(Data entries)
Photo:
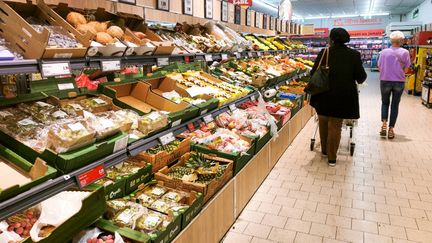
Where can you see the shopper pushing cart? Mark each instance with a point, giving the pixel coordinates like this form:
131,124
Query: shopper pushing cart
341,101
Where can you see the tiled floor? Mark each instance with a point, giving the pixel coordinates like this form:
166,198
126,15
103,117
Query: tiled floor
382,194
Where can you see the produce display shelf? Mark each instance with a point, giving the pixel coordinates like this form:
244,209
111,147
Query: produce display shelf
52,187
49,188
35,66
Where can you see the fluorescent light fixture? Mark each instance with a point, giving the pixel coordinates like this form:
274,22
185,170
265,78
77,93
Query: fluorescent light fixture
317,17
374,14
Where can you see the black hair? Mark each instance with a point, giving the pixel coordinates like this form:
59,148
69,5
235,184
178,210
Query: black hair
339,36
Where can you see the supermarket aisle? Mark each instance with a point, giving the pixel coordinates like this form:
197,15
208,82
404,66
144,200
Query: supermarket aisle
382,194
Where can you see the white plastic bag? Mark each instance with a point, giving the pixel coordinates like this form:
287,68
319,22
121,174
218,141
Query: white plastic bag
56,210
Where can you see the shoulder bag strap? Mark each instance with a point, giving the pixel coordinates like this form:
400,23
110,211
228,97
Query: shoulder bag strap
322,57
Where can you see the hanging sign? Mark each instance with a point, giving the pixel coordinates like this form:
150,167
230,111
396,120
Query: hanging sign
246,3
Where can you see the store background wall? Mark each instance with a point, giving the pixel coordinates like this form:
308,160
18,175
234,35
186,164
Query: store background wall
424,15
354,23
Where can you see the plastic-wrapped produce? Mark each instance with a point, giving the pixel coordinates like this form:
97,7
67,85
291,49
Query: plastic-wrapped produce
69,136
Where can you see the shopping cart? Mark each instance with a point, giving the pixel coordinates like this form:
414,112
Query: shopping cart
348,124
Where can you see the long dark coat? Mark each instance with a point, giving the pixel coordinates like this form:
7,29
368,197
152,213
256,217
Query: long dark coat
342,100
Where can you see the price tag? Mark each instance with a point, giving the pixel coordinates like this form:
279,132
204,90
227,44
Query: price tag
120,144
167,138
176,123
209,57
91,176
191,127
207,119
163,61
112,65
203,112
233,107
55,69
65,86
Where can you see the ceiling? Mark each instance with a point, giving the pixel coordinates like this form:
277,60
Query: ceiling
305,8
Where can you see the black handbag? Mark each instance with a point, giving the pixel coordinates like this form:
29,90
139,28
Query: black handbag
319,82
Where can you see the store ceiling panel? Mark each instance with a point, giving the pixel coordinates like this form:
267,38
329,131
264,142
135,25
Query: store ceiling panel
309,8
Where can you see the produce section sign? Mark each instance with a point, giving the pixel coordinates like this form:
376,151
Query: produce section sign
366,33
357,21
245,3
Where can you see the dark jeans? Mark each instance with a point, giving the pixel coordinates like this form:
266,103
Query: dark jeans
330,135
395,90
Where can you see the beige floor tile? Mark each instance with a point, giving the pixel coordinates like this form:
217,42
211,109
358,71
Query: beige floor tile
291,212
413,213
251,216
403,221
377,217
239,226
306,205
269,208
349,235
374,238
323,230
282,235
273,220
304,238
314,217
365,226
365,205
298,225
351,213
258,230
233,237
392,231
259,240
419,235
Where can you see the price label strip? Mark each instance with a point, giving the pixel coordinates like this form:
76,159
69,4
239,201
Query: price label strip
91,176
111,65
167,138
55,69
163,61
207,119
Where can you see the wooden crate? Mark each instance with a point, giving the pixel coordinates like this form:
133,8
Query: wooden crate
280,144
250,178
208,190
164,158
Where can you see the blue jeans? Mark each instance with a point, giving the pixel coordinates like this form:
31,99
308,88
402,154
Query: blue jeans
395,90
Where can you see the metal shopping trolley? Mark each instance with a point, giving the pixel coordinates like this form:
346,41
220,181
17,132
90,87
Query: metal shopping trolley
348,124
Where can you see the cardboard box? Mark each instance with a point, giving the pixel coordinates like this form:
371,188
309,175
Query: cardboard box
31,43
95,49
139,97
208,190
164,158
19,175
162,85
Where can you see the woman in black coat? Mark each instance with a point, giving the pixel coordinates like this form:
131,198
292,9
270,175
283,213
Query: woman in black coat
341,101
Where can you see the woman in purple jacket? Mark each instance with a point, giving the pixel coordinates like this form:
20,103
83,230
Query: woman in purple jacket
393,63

* * *

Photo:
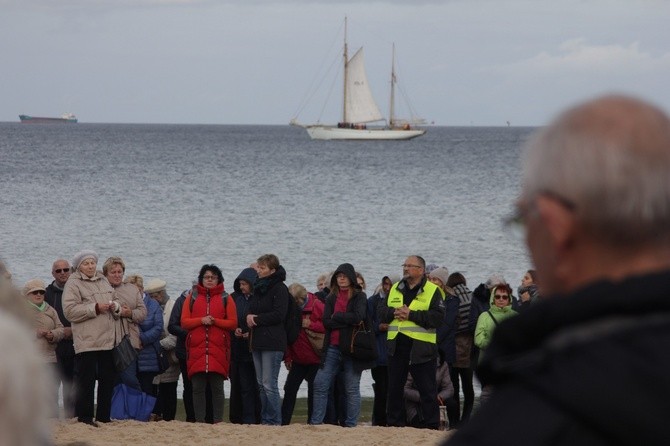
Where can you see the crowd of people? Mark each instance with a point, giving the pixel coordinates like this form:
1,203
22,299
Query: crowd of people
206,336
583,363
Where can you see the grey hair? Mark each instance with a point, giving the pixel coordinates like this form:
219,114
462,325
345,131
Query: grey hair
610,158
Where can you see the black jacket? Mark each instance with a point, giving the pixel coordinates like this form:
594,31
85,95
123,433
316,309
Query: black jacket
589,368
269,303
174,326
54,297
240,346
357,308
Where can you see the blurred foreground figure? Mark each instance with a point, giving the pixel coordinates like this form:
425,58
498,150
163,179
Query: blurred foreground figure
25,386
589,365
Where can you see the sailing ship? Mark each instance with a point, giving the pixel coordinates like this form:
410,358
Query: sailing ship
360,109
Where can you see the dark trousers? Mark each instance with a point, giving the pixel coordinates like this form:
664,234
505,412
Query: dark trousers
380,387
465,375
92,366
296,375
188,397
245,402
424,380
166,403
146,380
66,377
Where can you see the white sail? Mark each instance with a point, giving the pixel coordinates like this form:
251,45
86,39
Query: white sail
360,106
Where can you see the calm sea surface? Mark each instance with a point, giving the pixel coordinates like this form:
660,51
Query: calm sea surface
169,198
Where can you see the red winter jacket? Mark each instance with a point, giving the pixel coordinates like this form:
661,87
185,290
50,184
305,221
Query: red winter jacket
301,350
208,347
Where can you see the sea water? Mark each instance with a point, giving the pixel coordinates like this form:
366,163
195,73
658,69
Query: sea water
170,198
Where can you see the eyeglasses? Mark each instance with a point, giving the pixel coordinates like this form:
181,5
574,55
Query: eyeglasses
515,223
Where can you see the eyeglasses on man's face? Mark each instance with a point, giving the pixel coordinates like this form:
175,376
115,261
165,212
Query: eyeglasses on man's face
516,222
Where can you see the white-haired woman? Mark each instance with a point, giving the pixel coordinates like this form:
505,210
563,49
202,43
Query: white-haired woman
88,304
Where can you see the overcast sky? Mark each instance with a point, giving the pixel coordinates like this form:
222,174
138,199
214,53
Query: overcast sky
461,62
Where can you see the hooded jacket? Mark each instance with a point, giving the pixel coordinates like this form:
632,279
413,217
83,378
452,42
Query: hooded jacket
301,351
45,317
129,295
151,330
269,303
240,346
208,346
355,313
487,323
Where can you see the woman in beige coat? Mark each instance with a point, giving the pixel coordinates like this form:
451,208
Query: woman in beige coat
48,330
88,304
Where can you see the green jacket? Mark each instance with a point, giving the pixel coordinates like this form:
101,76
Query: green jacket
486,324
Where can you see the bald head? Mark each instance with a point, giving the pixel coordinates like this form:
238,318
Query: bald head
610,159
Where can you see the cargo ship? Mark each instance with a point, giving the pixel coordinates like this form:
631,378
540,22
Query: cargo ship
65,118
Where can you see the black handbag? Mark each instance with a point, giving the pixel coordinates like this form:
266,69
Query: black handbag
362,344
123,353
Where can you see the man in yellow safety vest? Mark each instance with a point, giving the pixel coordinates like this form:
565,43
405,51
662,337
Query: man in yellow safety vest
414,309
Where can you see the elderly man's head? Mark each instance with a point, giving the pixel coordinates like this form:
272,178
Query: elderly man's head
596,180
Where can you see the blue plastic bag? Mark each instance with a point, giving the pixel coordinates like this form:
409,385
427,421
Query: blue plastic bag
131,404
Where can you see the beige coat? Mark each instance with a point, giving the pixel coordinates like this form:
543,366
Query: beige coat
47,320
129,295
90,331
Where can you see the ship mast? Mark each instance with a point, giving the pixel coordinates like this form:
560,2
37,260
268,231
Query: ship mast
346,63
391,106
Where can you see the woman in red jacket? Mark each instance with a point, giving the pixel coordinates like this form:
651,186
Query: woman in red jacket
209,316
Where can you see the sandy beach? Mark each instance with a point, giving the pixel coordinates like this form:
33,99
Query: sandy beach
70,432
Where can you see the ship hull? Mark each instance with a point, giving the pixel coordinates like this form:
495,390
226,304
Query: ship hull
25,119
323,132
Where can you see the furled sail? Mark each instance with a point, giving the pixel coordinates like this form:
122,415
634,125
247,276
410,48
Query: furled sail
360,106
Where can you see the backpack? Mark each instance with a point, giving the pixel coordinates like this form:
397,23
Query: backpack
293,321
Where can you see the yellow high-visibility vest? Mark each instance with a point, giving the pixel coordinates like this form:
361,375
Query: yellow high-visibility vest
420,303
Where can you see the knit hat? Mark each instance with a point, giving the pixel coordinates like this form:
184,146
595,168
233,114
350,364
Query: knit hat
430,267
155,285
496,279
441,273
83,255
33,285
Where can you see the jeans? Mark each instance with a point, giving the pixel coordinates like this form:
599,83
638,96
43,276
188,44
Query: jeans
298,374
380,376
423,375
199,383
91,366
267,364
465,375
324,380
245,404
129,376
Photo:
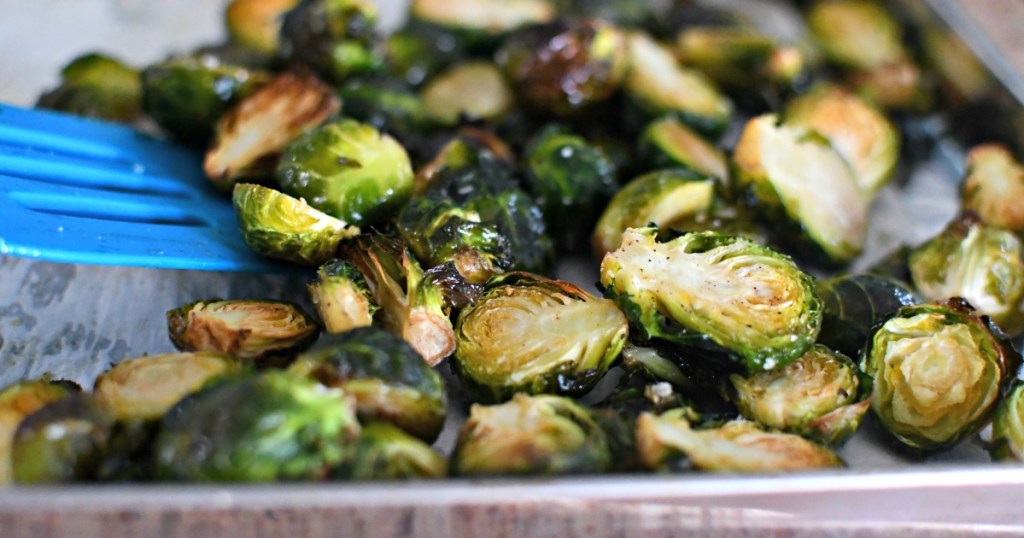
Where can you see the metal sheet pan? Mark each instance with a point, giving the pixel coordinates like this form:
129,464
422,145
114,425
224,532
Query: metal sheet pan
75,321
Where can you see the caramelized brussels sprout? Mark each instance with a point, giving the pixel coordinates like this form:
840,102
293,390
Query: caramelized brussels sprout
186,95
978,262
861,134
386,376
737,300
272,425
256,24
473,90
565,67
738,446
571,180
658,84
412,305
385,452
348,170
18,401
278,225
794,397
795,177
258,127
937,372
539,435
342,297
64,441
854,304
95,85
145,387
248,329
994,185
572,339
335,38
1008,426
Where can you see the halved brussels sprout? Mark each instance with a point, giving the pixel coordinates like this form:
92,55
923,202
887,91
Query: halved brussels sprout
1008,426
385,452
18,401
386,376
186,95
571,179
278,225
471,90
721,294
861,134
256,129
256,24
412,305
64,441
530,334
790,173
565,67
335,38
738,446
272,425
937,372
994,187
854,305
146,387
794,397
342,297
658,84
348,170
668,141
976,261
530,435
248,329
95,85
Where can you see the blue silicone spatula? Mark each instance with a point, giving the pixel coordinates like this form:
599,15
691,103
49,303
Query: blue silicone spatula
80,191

• _PROMPT_:
Pull out every line of the entries above that contains the word "crate". Treat case as significant.

• _TASK SOLUTION_:
Where can you see the wooden crate? Mark each instance with a point, giving the pixel coordinates like this form:
Query: wooden crate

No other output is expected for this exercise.